── SUPPLIED RECORDS ──
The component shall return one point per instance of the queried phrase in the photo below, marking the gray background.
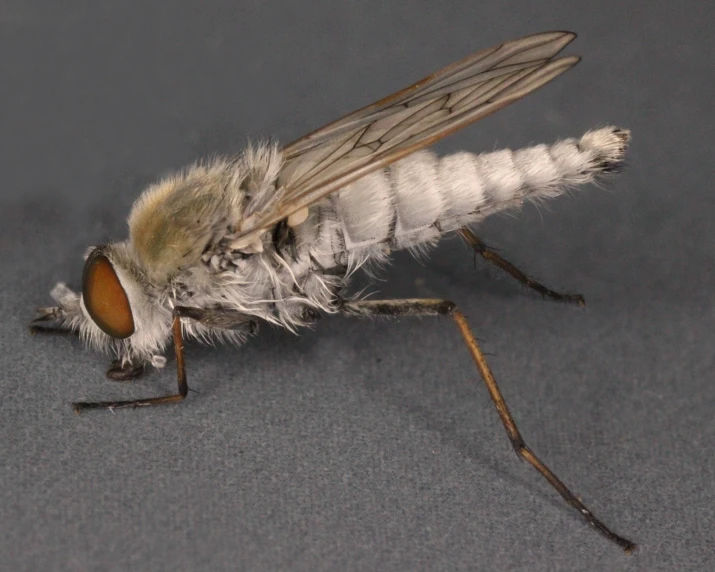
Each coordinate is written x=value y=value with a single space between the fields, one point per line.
x=364 y=446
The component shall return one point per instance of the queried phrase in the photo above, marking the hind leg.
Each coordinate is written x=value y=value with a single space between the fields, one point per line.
x=491 y=256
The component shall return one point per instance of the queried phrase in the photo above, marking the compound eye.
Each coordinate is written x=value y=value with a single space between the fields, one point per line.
x=105 y=299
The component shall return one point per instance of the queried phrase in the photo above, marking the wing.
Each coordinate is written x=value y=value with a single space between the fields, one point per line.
x=379 y=134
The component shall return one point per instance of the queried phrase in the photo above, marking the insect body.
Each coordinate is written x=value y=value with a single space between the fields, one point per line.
x=273 y=235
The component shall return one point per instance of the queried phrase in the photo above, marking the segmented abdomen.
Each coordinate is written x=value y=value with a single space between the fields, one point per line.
x=423 y=196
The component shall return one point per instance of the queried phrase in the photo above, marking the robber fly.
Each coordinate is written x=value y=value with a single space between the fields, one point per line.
x=274 y=234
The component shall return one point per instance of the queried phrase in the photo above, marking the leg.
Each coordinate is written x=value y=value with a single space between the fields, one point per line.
x=428 y=307
x=175 y=398
x=491 y=256
x=213 y=318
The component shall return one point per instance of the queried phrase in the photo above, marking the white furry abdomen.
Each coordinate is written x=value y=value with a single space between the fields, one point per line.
x=421 y=197
x=411 y=203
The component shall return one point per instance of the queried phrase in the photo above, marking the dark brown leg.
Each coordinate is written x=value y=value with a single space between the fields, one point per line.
x=175 y=398
x=491 y=256
x=432 y=307
x=216 y=318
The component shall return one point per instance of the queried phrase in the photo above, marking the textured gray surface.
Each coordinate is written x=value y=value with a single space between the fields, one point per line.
x=364 y=446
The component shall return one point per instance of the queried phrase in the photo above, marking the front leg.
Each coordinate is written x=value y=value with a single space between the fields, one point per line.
x=228 y=319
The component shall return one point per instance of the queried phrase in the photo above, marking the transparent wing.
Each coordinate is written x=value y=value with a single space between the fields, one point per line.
x=379 y=134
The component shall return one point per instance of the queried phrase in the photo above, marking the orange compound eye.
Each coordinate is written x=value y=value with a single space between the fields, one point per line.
x=105 y=299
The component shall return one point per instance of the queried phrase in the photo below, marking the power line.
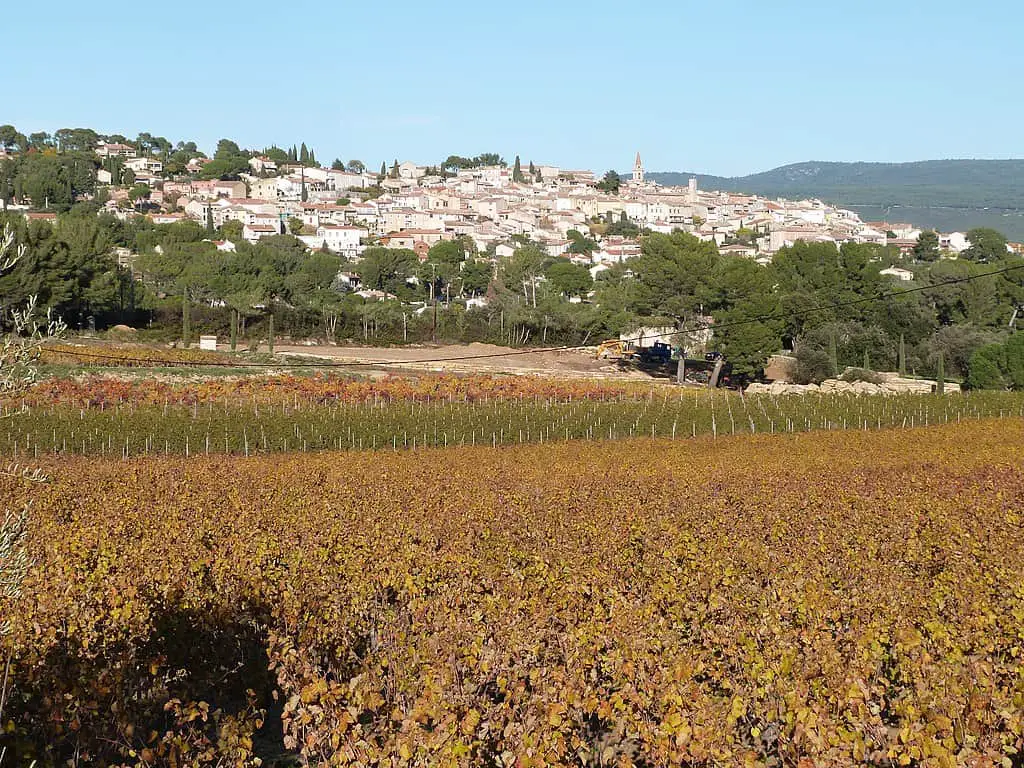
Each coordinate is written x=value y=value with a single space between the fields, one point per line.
x=697 y=327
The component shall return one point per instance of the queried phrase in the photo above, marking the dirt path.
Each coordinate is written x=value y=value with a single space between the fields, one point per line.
x=474 y=357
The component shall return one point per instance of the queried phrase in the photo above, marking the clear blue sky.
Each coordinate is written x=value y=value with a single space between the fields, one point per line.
x=726 y=88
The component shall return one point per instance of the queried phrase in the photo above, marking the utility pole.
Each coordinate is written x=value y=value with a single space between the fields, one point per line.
x=433 y=294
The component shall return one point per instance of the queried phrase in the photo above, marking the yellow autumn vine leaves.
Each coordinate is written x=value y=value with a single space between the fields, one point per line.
x=819 y=599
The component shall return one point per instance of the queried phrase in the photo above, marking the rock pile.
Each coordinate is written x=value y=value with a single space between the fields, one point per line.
x=891 y=384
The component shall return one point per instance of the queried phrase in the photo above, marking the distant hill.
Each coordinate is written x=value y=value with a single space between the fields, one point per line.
x=943 y=194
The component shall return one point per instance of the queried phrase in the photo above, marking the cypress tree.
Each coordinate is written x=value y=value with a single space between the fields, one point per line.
x=185 y=318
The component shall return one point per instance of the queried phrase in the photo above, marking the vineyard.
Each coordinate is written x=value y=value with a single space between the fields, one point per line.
x=819 y=599
x=282 y=414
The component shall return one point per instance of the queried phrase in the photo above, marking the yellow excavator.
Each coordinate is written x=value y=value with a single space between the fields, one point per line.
x=615 y=349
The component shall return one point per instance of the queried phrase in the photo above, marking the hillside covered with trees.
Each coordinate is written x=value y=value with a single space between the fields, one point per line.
x=535 y=299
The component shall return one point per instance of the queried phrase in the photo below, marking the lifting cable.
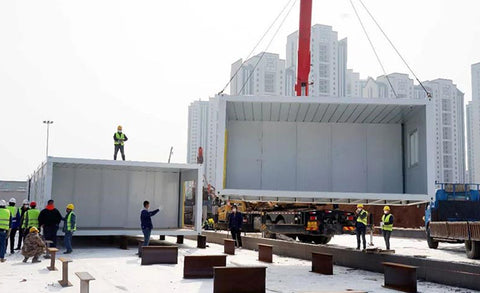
───
INSTRUCTIONS FOR THE TASK: Format the listing lines from the line containing "the insect body." to the line containing "x=423 y=196" as a JSON list of strings, with one string per line and blank lines left out.

FULL RESPONSE:
[
  "The component shall return one point per instance of the queried phrase in the photo above, marking the insect body.",
  "Each coordinate is written x=value y=value with a single space between the fields, one point per line.",
  "x=273 y=235",
  "The component shall return one point per instance of the queried phrase in the photo above, marking the segmented abdomen.",
  "Each coordinate is written x=value y=value with a single space between the fields, one point per line.",
  "x=423 y=196"
]